[Exercise] Rewrite all the items below, putting "single dot" in place of each "single point" and changing nothing else.

══ Entries

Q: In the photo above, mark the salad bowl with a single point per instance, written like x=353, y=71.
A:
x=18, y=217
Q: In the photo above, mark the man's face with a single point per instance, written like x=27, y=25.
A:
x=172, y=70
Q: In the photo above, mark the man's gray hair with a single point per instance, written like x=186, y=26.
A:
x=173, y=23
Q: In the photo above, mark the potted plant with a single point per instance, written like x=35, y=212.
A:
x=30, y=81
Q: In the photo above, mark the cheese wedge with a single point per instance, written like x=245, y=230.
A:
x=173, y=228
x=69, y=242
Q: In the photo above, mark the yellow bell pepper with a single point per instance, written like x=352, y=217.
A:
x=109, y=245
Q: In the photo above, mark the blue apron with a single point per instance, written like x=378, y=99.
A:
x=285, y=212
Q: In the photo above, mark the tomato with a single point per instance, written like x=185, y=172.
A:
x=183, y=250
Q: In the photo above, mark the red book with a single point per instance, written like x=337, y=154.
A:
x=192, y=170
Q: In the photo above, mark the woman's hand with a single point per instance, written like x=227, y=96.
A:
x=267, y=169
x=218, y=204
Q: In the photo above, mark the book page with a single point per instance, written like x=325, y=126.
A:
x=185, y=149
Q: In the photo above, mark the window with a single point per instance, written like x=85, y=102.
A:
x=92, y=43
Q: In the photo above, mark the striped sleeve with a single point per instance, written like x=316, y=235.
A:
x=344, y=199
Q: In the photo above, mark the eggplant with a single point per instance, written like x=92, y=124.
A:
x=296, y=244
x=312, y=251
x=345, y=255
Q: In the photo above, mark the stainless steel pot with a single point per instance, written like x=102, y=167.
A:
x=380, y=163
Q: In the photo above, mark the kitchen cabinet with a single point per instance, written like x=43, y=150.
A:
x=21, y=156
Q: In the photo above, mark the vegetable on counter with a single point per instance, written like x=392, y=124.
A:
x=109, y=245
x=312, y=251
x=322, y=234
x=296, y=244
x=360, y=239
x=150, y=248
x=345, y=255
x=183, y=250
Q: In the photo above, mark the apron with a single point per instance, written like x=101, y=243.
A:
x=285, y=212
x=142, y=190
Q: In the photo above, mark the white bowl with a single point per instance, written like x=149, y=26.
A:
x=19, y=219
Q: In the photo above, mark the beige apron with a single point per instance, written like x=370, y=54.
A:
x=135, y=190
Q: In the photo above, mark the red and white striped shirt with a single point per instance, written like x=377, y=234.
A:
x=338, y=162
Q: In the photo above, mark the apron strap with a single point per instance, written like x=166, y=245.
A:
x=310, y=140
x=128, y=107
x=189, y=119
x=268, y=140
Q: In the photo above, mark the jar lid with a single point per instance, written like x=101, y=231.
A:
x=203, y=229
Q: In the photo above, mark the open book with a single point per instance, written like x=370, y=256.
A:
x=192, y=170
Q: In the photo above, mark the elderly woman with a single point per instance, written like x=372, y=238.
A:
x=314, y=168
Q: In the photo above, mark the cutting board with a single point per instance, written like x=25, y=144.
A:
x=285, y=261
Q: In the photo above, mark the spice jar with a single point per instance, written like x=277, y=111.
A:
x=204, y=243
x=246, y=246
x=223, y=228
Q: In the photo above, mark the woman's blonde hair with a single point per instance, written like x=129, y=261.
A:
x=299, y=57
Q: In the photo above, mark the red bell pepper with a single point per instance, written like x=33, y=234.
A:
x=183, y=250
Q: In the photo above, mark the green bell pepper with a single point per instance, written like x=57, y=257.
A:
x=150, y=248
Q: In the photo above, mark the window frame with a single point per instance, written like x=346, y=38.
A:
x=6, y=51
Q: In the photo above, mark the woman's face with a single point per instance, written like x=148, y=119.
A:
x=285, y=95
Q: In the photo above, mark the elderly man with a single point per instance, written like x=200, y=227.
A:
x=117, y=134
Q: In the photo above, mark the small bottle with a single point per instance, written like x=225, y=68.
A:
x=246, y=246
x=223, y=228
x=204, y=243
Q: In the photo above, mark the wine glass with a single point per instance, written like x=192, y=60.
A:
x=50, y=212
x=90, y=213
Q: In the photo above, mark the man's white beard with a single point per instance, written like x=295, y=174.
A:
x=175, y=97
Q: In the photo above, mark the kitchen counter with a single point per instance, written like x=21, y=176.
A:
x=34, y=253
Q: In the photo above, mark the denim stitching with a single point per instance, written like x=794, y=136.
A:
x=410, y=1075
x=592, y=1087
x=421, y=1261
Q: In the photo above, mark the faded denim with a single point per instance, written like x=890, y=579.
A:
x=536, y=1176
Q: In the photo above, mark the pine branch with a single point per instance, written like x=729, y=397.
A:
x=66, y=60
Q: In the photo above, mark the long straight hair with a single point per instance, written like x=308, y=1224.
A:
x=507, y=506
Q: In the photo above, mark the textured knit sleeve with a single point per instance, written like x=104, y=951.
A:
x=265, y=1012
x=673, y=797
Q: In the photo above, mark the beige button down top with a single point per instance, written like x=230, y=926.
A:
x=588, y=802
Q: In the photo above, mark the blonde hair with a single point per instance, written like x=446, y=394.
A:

════

[The result]
Q: In the photo above, mark the salad bowl with a single dot per instance, written like x=353, y=71.
A:
x=18, y=217
Q: In the photo above, mark the man's face with a single dot per instance, written like x=27, y=25.
A:
x=172, y=70
Q: In the photo above, mark the man's gray hair with a single dot per instance, written like x=186, y=26.
A:
x=173, y=23
Q: In the photo above, mark the potted plant with a single dot per instance, written like x=35, y=212.
A:
x=30, y=81
Q: In the photo above, mark the cheese wedge with a single dot per instance, written like x=245, y=230.
A:
x=173, y=228
x=69, y=242
Q: In the photo above, mark the yellow bell pepper with a single dot per instance, written like x=352, y=217.
A:
x=109, y=245
Q: In the photo above, mark the blue apron with a single dot per instance, written like x=378, y=99.
A:
x=285, y=212
Q: In the photo above, mark the tomato with a single dot per instance, written like x=185, y=172.
A:
x=183, y=250
Q: In the photo above, mark the red book with a single dot per instance, written like x=337, y=154.
A:
x=192, y=170
Q: In the photo above, mark the woman's hand with a single dot per instance, written like x=227, y=96.
A:
x=267, y=169
x=218, y=204
Q: In the photo above, mark the book page with a single dot per instance, written like x=325, y=126.
A:
x=185, y=149
Q: In the photo above, mark the window with a single dot per instance, written like x=85, y=102.
A:
x=92, y=43
Q: In the photo above, mark the striped sleeve with a single dot per instance, written like x=316, y=235.
A:
x=344, y=199
Q: In the photo above, mark the eggplant with a single dot per instance, written like x=92, y=124.
A:
x=296, y=244
x=312, y=251
x=345, y=255
Q: In the photo above, mark the stainless steel pot with a single dot per instance, written like x=102, y=167.
A:
x=380, y=163
Q: In the photo above, mark the kitchen cabinet with a single dot per instance, written like x=43, y=150.
A:
x=21, y=156
Q: In the photo above, mark the vegetable on counter with a single dot per instance, written like x=392, y=124.
A:
x=109, y=245
x=312, y=251
x=322, y=234
x=296, y=244
x=360, y=239
x=150, y=248
x=345, y=255
x=183, y=250
Q: In the photo above, mark the apron with a single dot per instance, written like x=101, y=243.
A:
x=285, y=212
x=142, y=190
Q: In the photo above, mark the white bowl with a single dot per instance, written like x=149, y=26.
A:
x=19, y=219
Q: In the photo above, mark the beige apron with a single dot per instance, written like x=370, y=54.
A:
x=135, y=190
Q: In the photo above, mark the red and white striped shirt with a single dot per instance, written like x=377, y=234.
A:
x=338, y=162
Q: In the photo above, mark the apron strap with a single dot per instance, written like x=166, y=245.
A:
x=310, y=140
x=128, y=107
x=189, y=119
x=268, y=140
Q: In the photo above, mark the jar lid with a single dot per instance, written like x=101, y=231.
A:
x=203, y=229
Q: In the photo above, mark the open book with a single dot per instance, written like x=370, y=256.
A:
x=192, y=170
Q: In the photo above, mark the elderly woman with a single dot per instance, written like x=372, y=238.
A:
x=314, y=168
Q: In the photo above, mark the cutting board with a single dot per instance, written like x=25, y=144.
A:
x=285, y=261
Q: In the photo above, mark the spice jar with a single dot per instance, written like x=277, y=111.
A:
x=204, y=243
x=246, y=246
x=223, y=228
Q: In the photo above, mark the woman's blonde hair with a single dot per instance, written like x=129, y=261.
A:
x=299, y=57
Q: In the photo above, mark the red bell pepper with a single dot per instance, written like x=33, y=234.
A:
x=183, y=250
Q: In the photo above, mark the green bell pepper with a single dot per instance, written like x=57, y=257.
A:
x=150, y=248
Q: In the photo above, mark the window frame with a single dot per instance, written like x=346, y=38.
A:
x=6, y=51
Q: In the photo above, mark the woman's face with a single dot per instance, written like x=148, y=119.
A:
x=285, y=95
Q: In the photo above, mark the elderly man with a single dot per instance, written like x=200, y=227.
A:
x=117, y=134
Q: In the photo above, mark the small bottle with a single dot per instance, written like x=225, y=68.
A:
x=246, y=246
x=223, y=228
x=204, y=243
Q: In the photo above, mark the wine glass with a single dot per instance, written like x=192, y=60.
A:
x=50, y=212
x=90, y=213
Q: In the photo above, mark the man's white beard with a single dot per instance, written like x=295, y=174.
A:
x=175, y=97
Q: In the photo above, mark the kitchen counter with a single dot per instance, written like x=21, y=176.
A:
x=34, y=253
Q: In the photo above, mark the denim stitching with a single dot per instance, written like x=794, y=136.
A:
x=410, y=1075
x=592, y=1087
x=421, y=1261
Q: In the photo above, mark the faded denim with a single dot per instance, written like x=890, y=579.
A:
x=536, y=1176
Q: In the photo above, mark the pine branch with a single dot per instance, written like x=729, y=397.
A:
x=66, y=60
Q: In the photo above, mark the long straight hair with a single dot per instance, written like x=308, y=1224.
A:
x=507, y=506
Q: In the photo above, mark the textured knit sleeve with a single dot per instance, written like x=104, y=951.
A:
x=265, y=1012
x=673, y=797
Q: In the photo above, mark the beige button down top with a single dot per instance, written like x=230, y=926.
A:
x=588, y=802
Q: In the photo above, mark the blonde hair with a single dot per instance, written like x=446, y=394.
A:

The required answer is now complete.